**Your goal:**
Please rewrite the listing from its start through the line containing "[528,696,587,740]", keeping the requests and raising every bounding-box coordinate in the answers by 22. Leave the pictures out.

**Box-labeled dataset extracts:**
^^^^^^^^

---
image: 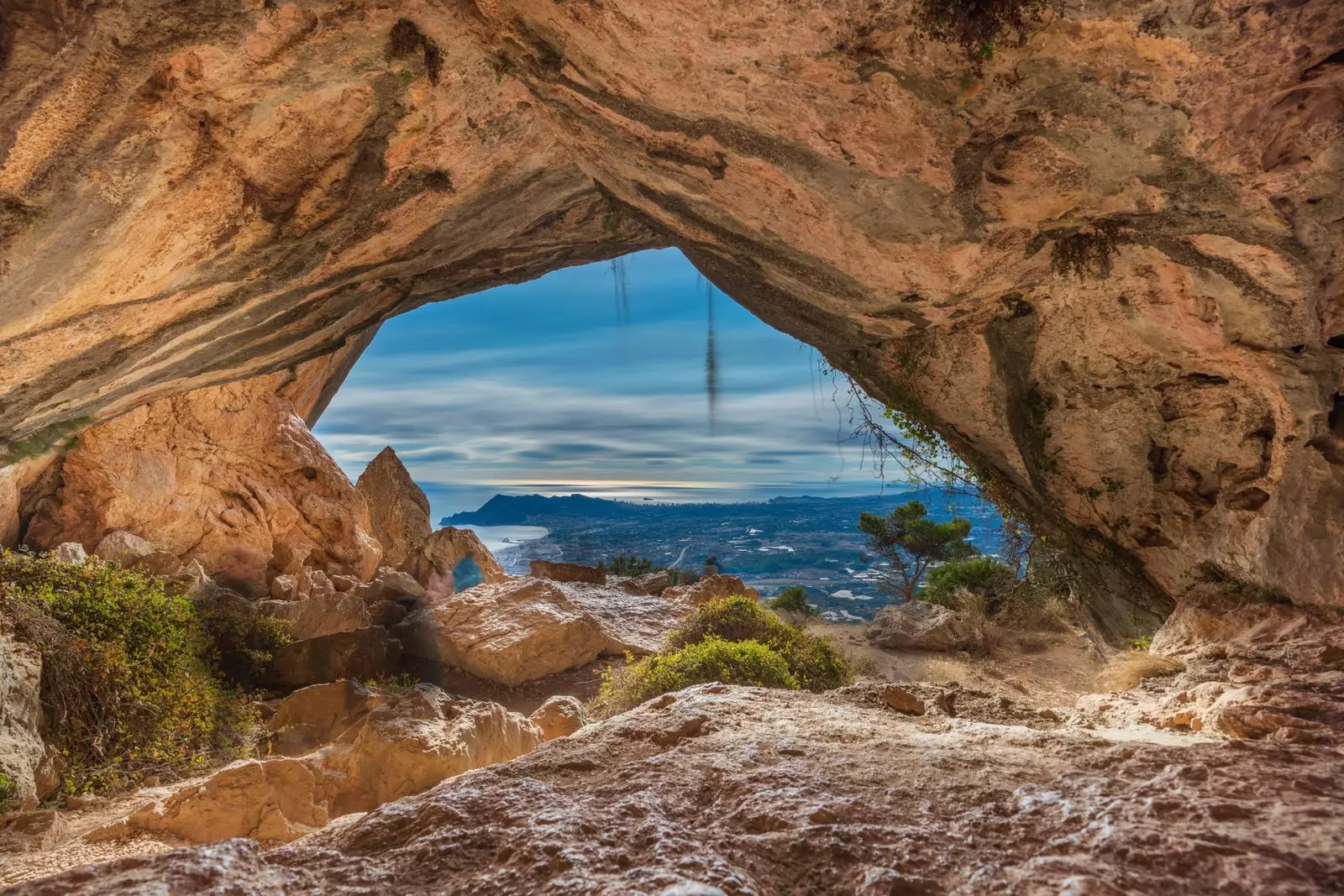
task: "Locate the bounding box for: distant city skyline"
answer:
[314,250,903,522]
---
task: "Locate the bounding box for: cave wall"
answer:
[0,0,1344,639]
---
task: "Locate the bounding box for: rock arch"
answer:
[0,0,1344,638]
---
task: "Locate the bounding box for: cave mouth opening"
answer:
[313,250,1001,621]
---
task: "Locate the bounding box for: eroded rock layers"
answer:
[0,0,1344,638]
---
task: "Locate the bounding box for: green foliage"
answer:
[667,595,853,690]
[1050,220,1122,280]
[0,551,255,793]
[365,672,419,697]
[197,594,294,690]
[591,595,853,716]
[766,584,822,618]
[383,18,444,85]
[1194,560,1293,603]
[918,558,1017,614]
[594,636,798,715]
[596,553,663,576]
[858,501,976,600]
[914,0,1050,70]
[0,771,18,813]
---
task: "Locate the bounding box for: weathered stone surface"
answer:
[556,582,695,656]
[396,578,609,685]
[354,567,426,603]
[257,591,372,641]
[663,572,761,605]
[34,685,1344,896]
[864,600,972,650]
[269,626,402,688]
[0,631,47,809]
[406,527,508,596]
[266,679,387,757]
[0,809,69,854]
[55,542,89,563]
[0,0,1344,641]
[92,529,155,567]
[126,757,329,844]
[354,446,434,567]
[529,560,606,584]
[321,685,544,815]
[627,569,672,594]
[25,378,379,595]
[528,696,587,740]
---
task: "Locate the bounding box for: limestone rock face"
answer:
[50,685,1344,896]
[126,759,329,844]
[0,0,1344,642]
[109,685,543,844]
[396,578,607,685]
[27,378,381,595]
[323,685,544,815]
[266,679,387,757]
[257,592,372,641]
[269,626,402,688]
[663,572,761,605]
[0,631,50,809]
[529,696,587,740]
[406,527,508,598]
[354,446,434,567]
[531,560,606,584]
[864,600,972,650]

^^^^^^^^

**Task result:**
---
image: 
task: "Locate the bounding box for: distant city skyline"
answer:
[336,272,925,544]
---
task: "Locate the bounding box for: cave wall"
answer:
[22,22,1366,661]
---
task: "Locate the bounding box for: rock arch"
answer:
[22,22,1366,660]
---
task: "Locate the bounding box for: cave mouth opening"
answer:
[335,272,1023,643]
---
task: "Locate the bounding box for: eroded rock layers"
answer:
[22,22,1366,660]
---
task: "Locate the bounding box for: green foliage"
answer:
[689,617,875,712]
[1072,242,1144,302]
[22,573,277,815]
[387,694,441,719]
[219,616,316,712]
[613,617,875,738]
[788,606,844,640]
[405,40,466,107]
[1216,582,1315,625]
[940,580,1039,636]
[616,658,820,737]
[618,575,685,598]
[880,523,998,622]
[936,22,1072,92]
[22,793,40,835]
---
task: "Locate the bounding box for: weathered stone surface"
answer:
[578,604,717,678]
[418,600,631,707]
[376,589,448,625]
[279,613,394,663]
[685,594,783,627]
[56,707,1366,918]
[886,622,994,672]
[291,648,424,710]
[22,653,69,831]
[428,549,530,618]
[288,701,409,779]
[22,831,91,876]
[77,564,111,585]
[22,22,1366,663]
[114,551,177,589]
[148,779,351,866]
[376,468,456,589]
[551,582,628,606]
[343,707,566,837]
[649,591,694,616]
[47,400,401,617]
[550,718,609,762]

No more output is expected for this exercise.